◆ **What is being asked**
When the line with "Thanks for the photo. Could you please mark the white door" is found, repeat it and all lines that follow it exactly, stopping at the end of the listing.

*** Material for the task Section Begins ***

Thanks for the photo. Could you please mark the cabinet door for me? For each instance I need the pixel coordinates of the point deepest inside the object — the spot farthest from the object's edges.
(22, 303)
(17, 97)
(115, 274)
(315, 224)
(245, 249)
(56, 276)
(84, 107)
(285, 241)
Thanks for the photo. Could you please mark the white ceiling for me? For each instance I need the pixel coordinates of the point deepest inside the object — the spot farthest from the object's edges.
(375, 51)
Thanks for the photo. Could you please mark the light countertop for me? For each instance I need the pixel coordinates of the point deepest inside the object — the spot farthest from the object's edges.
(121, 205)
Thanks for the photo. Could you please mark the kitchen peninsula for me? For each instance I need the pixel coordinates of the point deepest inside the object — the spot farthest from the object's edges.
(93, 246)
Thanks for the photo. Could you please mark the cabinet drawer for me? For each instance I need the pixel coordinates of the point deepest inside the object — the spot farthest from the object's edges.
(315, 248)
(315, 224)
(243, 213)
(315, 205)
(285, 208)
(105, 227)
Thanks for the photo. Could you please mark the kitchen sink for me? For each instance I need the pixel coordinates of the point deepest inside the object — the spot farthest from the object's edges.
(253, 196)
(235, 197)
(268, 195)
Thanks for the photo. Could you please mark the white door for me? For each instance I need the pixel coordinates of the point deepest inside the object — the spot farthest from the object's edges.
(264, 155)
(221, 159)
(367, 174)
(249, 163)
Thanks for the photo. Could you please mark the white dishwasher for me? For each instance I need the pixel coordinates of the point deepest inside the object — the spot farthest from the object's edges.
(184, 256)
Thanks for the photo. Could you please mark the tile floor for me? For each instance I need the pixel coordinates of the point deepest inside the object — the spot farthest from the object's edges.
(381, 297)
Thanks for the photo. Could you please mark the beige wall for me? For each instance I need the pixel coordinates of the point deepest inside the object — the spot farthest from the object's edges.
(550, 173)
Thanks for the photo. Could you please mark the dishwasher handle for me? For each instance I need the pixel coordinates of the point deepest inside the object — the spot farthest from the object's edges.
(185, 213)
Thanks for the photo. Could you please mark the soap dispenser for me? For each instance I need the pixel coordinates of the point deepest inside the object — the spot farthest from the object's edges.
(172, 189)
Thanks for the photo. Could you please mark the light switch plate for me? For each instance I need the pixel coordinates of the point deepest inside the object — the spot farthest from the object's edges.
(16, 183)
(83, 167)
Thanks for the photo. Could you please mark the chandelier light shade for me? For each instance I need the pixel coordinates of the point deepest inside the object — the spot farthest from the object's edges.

*** Material for the task Section Ends ***

◆ **Problem solution**
Thanks for the photo. Could you please mark the white door for me? For each instance I need the pixel coordinates of the point deepest inside the object — the spot farthest from the object's edges.
(264, 155)
(221, 159)
(367, 174)
(249, 163)
Thanks for the photo. Could you please mark the white dishwasher for me? For each instance I need the pixel coordinates of the point deepest inside the object — the spot farthest from the object's edges.
(184, 256)
Thanks for the photo. Could you please mark the tile floor for me? For each instance I need the pixel coordinates of the point deepest inside the object — the spot farthest from the object's edges.
(381, 297)
Thanks for the photo. Could you please mark the beige wall for me? For each instance I need the pixel coordinates of the point deepest inside the object — the spot farthest from the object's edges.
(550, 173)
Thanks for the photo. Could you please mark the dishwasher handle for me? For each instance I need the pixel coordinates of the point deepest inside the object — the spot farthest from the object's edges.
(185, 213)
Thanks for the photo. Could you please mark the soap dispenser for me? For each instance I need the pixel coordinates of the point deepest inside the object — the spot farthest from the object's edges.
(172, 189)
Thanks for the photo. Could you please mark the light switch plate for me? For each instance I need the pixel coordinates of the point deepest inside the object — the spot farthest from the object's edges.
(16, 183)
(83, 167)
Thanks for the photo. Could you please mark the chandelier light shade for me? For each instance I need the pixel coordinates of the point deepest inside the object — the spot farthest from the object's edges.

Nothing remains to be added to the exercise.